━━ Dataset records ━━

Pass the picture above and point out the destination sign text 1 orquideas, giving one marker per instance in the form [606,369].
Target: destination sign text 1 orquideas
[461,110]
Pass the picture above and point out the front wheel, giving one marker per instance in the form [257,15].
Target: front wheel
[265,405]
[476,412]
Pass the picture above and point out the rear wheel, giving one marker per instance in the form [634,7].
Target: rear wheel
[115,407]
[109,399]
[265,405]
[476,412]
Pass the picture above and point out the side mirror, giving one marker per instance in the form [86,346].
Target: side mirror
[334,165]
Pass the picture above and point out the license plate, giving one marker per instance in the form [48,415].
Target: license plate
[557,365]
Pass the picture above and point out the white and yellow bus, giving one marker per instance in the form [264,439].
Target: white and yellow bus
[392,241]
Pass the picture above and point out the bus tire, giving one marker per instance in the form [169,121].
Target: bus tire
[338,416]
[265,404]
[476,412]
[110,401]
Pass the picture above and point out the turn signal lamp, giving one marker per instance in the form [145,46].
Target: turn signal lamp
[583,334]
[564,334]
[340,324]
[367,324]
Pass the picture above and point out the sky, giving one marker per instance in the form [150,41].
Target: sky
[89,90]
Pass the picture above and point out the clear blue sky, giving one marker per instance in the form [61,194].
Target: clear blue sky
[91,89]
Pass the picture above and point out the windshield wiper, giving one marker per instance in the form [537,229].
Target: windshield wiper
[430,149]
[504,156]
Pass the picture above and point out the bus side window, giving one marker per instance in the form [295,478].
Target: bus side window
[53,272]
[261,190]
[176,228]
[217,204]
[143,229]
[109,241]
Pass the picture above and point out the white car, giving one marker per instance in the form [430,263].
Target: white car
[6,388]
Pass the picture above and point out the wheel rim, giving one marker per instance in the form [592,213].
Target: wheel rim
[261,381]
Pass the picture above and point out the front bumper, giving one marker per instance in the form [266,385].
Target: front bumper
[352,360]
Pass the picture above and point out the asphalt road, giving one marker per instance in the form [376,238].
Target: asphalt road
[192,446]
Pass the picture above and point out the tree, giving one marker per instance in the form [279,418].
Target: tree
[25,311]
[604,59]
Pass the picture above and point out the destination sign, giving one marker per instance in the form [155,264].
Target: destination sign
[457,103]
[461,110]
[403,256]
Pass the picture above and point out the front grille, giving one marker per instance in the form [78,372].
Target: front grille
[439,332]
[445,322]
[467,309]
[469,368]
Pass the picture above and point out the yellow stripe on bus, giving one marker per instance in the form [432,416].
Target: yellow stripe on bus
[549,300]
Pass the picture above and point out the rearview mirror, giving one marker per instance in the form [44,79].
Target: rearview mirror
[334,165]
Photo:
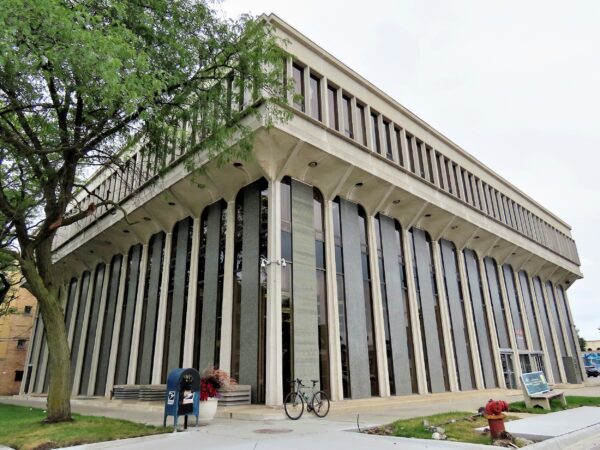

━━━

— Task instructions —
Print every line above exactly. Leave the pictures out.

— Problem solution —
Pass the picture above and point out the destination sign text 1 orquideas, giving one marker per instance in the form [606,369].
Target: destination sign text 1 orquideas
[461,110]
Pass the picture above and point out the front wheel, giving one marker per instance in the form [257,15].
Target: front wheel
[265,405]
[476,412]
Pass the picture above and point out the rear wheel, giving one marker per instance in the form [634,7].
Target: rear wheel
[115,407]
[109,399]
[265,405]
[476,412]
Pass the picture above and point out the side mirror, giving one marker per instance in the form [86,346].
Target: side mirror
[334,165]
Pass the picture above and point out the license plate, giving one marker per instance in the form [48,415].
Target: license plate
[557,365]
Pass the picture above and point out the white and yellow bus, giving one marker per instance in the form [264,439].
Target: white and yellow bus
[392,241]
Pass the picture above and point out the bus tire, giving one marker per instance in the form [169,121].
Target: bus tire
[338,416]
[265,404]
[476,412]
[110,401]
Pass the picture above and point out the turn signal lamp, giving one marker per instance in the form [145,46].
Target: turn signal lamp
[583,334]
[564,334]
[340,324]
[367,324]
Pass the picture above and point out the sky, giving one marker per instance in the form [150,41].
Target: sky
[89,90]
Pass the picture above and point out the clear blue sky, giving one marker per instance in the form [61,194].
Target: clear blue sky
[91,89]
Pass the picture above and point out the windshield wiper, giving one marker per instance in the form [537,229].
Target: windshield wiper
[430,149]
[504,156]
Pass the picture above and point out the bus side window, giving one marker per instance in the form [295,478].
Target: bus side window
[53,272]
[261,190]
[176,228]
[217,204]
[143,229]
[109,241]
Pass the picture above and point out the white car, giving one marker per instance in the form [430,263].
Target: white car
[6,388]
Pass the picture above and point out the wheel rim, giving one marker per instance in the form [592,213].
Target: wheel rim
[261,381]
Pass the picture above and point out the front bumper, giving one marker per instance in the form [266,385].
Target: front bumper
[352,360]
Pass the picture above and point out the asphalt road, giving one marker per instance in the form [376,238].
Target: asphalt road
[192,446]
Pass the picture above and point out the tree, giving one marker per instance in the form [279,418].
Target: tree
[25,311]
[604,59]
Pass the picture above and point out the destination sign, giving one marker per instance in the form [155,264].
Target: destination sign
[457,103]
[461,110]
[403,256]
Pass the picture above and point out the front grille, giving one marker per instance in the form [78,372].
Target: front grille
[439,332]
[445,322]
[467,309]
[469,368]
Pass the picture above and point out the yellow stripe on bus, giving one marker per instance in the form [432,416].
Target: yellow stripe on bus
[549,300]
Pass the picture above and point out the rearview mirror, giving one marker per instance in the form [44,79].
Target: rearview mirror
[334,165]
Photo:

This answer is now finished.